▶ **Preguntas**
- a) Indica si cada afirmación concuerda con el texto «Cobayos» y cita las palabras que lo deciden: (i) La Corte Suprema de Justicia de Estados Unidos aceptó la apelación de Pfizer. (ii) Las pruebas con Trovan se realizaron en 1996 con 200 niños y niñas nigerianos. (iii) Del grupo de niños murieron veinte.
- b) Copia del texto «Cobayos» el pasaje que empieza en las palabras "Cobayos 02/07/10" y termina después de "ni grandes reclamos.".
- c) Según el texto «Cobayos», ¿qué antibiótico probó la multinacional en 1996?

▶ **Fragmento de lectura**

::::::::::

Cobayos 02/07/10
Por Claudia Rafael
(APe).- No hay límite alguno para la imaginación de los poderes económicos más rutilantes del planeta. Desde principios del siglo XIX en adelante, en que nació la compañía química y farmacéutica más antigua del mundo hasta la actualidad ha ido creciendo en poderío e influencia no sólo financiera sino inclusive sociopolítica. Cuando por estos días la Corte Suprema de Justicia de Estados Unidos rechazó la apelación de la Pfizer por el juicio que desde hace algunos años se lleva en su contra por usar pequeños cobayos humanos nigerianos nadie puede lanzar el grito sorprendido de horror. Han sido, después de todo, innumerables las pruebas de medicamentos en los países más periféricos y empobrecidos que, de salir mal, no generan estupor ni grandes reclamos.
En este caso puntual se trata de las pruebas que la multinacional hizo en 1996 con el antibiótico Trovan en 200 niños y niñas nigerianos: del grupo once fallecieron y otros muchos sufrieron ceguera, sordera o daños cerebrales.

::::::::::

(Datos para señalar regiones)

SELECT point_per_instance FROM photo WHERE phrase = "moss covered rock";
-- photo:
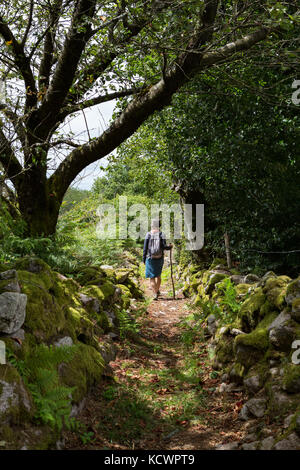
(250, 312)
(90, 274)
(213, 280)
(291, 378)
(296, 310)
(84, 370)
(275, 289)
(15, 400)
(250, 348)
(293, 291)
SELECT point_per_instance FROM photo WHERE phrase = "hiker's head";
(155, 224)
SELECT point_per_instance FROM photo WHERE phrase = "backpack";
(154, 246)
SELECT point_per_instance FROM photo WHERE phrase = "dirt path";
(162, 392)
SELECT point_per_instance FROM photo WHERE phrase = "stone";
(267, 443)
(253, 384)
(10, 274)
(297, 426)
(225, 377)
(236, 332)
(112, 335)
(250, 446)
(237, 279)
(88, 301)
(254, 407)
(274, 371)
(12, 311)
(62, 342)
(251, 279)
(293, 291)
(295, 314)
(288, 420)
(14, 399)
(250, 437)
(281, 337)
(211, 319)
(292, 442)
(291, 378)
(267, 275)
(281, 320)
(229, 446)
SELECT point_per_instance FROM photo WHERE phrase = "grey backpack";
(154, 245)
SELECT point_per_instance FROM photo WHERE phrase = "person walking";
(153, 255)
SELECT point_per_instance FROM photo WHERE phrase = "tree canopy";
(60, 57)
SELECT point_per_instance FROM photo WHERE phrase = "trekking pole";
(172, 274)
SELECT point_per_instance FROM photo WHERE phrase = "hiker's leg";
(153, 284)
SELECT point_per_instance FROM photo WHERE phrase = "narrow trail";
(161, 393)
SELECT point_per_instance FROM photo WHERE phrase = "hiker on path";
(153, 255)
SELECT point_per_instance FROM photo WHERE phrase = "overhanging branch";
(142, 106)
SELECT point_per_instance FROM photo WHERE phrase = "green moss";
(250, 312)
(83, 371)
(267, 320)
(258, 339)
(242, 289)
(107, 288)
(291, 378)
(218, 261)
(224, 350)
(18, 406)
(237, 372)
(293, 290)
(90, 274)
(275, 290)
(250, 348)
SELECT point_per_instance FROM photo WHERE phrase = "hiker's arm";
(145, 248)
(165, 246)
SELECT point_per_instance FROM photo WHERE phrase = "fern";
(39, 372)
(126, 324)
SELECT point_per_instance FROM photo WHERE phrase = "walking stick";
(172, 274)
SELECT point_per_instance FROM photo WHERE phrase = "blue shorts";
(154, 267)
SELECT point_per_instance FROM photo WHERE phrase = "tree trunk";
(39, 206)
(227, 249)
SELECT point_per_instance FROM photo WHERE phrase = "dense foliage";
(241, 160)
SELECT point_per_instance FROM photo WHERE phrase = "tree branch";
(94, 101)
(142, 106)
(16, 122)
(47, 59)
(65, 70)
(8, 159)
(22, 63)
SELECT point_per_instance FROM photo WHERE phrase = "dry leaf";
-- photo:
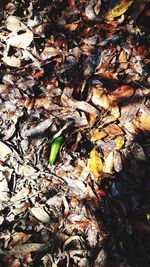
(142, 122)
(95, 164)
(119, 10)
(27, 248)
(5, 151)
(119, 142)
(122, 56)
(100, 98)
(14, 24)
(21, 194)
(122, 93)
(22, 40)
(113, 130)
(18, 238)
(139, 152)
(91, 119)
(12, 61)
(49, 52)
(40, 214)
(98, 136)
(108, 164)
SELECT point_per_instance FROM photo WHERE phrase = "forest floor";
(74, 133)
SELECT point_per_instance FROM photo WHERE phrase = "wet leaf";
(119, 10)
(95, 164)
(40, 214)
(108, 163)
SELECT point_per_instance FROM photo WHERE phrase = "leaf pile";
(77, 72)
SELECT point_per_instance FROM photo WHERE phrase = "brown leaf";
(119, 10)
(98, 136)
(142, 122)
(108, 163)
(18, 238)
(99, 98)
(121, 93)
(27, 248)
(95, 164)
(113, 130)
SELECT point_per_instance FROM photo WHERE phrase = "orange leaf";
(95, 164)
(100, 98)
(98, 136)
(119, 142)
(121, 93)
(109, 162)
(113, 130)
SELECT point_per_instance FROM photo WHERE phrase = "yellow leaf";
(95, 164)
(119, 142)
(119, 10)
(98, 136)
(143, 122)
(108, 165)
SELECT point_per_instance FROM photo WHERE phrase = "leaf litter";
(78, 70)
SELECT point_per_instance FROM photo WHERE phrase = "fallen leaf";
(119, 142)
(113, 130)
(18, 238)
(119, 10)
(122, 56)
(139, 152)
(20, 195)
(142, 122)
(98, 136)
(27, 248)
(12, 61)
(99, 98)
(40, 214)
(122, 93)
(95, 164)
(5, 151)
(22, 40)
(108, 163)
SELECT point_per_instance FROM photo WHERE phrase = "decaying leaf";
(119, 142)
(119, 10)
(12, 61)
(95, 164)
(108, 163)
(99, 98)
(139, 152)
(40, 214)
(21, 40)
(5, 151)
(113, 130)
(18, 238)
(98, 136)
(122, 93)
(27, 248)
(142, 122)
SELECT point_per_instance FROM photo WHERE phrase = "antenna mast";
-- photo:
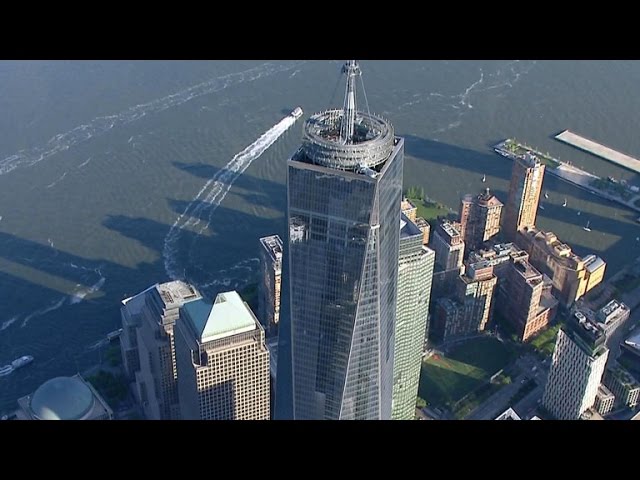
(351, 70)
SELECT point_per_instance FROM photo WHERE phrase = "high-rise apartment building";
(604, 400)
(344, 190)
(415, 273)
(623, 385)
(222, 360)
(470, 309)
(448, 245)
(148, 346)
(525, 299)
(270, 282)
(576, 369)
(569, 273)
(479, 218)
(521, 208)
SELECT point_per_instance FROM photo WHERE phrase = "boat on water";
(22, 361)
(113, 335)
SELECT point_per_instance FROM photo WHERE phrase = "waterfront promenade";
(568, 173)
(599, 150)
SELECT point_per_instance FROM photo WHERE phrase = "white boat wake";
(43, 311)
(100, 125)
(7, 323)
(79, 296)
(214, 191)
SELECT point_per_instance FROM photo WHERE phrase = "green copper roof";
(62, 398)
(227, 316)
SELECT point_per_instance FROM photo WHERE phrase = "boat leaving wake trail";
(100, 125)
(213, 192)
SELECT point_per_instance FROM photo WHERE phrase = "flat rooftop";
(408, 228)
(593, 263)
(228, 315)
(177, 293)
(449, 229)
(273, 245)
(634, 341)
(599, 150)
(527, 271)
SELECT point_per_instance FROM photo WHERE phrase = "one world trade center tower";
(344, 187)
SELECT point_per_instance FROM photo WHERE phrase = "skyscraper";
(271, 280)
(448, 245)
(524, 194)
(148, 346)
(525, 298)
(415, 272)
(470, 310)
(222, 360)
(576, 370)
(479, 218)
(344, 191)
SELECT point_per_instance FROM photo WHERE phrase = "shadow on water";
(482, 163)
(73, 294)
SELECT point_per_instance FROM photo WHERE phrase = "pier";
(599, 150)
(604, 188)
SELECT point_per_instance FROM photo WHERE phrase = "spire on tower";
(351, 70)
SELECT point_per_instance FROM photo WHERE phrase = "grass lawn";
(446, 380)
(429, 210)
(546, 341)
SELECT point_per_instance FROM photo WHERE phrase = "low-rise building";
(623, 385)
(604, 400)
(612, 315)
(64, 398)
(572, 276)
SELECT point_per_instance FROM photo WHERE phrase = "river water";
(117, 175)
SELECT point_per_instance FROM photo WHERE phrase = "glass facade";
(343, 264)
(415, 274)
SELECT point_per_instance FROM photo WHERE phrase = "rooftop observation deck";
(371, 145)
(599, 150)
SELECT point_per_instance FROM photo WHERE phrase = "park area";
(445, 381)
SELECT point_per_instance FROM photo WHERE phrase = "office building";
(521, 208)
(344, 190)
(415, 272)
(469, 311)
(525, 299)
(148, 347)
(448, 245)
(409, 209)
(623, 385)
(604, 400)
(425, 228)
(270, 282)
(576, 369)
(479, 218)
(64, 398)
(572, 276)
(223, 361)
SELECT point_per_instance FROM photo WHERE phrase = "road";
(499, 401)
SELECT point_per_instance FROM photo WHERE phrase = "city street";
(499, 402)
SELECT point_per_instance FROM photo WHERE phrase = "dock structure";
(599, 150)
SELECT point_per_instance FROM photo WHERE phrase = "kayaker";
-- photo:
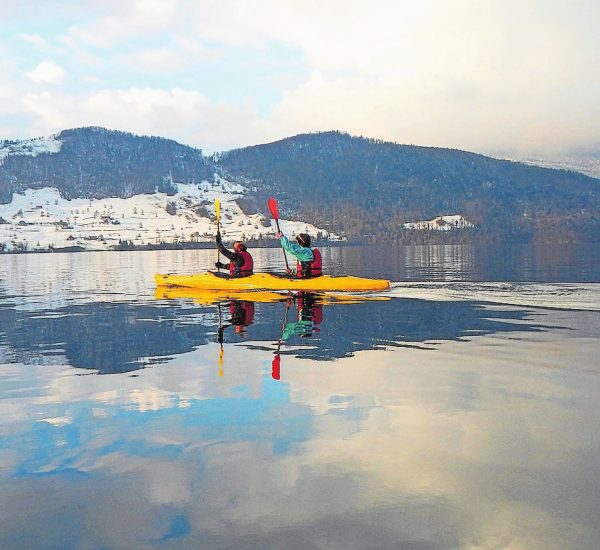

::::::::::

▶ **Respuestas por pregunta**
- a)
(i) No: «rechazó la apelación de la Pfizer».
(ii) Sí: «hizo en 1996 con el antibiótico Trovan en 200 niños y niñas nigerianos».
(iii) No: «del grupo once fallecieron».

- b)
Cobayos 02/07/10
Por Claudia Rafael
(APe).- No hay límite alguno para la imaginación de los poderes económicos más rutilantes del planeta. Desde principios del siglo XIX en adelante, en que nació la compañía química y farmacéutica más antigua del mundo hasta la actualidad ha ido creciendo en poderío e influencia no sólo financiera sino inclusive sociopolítica. Cuando por estos días la Corte Suprema de Justicia de Estados Unidos rechazó la apelación de la Pfizer por el juicio que desde hace algunos años se lleva en su contra por usar pequeños cobayos humanos nigerianos nadie puede lanzar el grito sorprendido de horror. Han sido, después de todo, innumerables las pruebas de medicamentos en los países más periféricos y empobrecidos que, de salir mal, no generan estupor ni grandes reclamos.

- c) El antibiótico Trovan.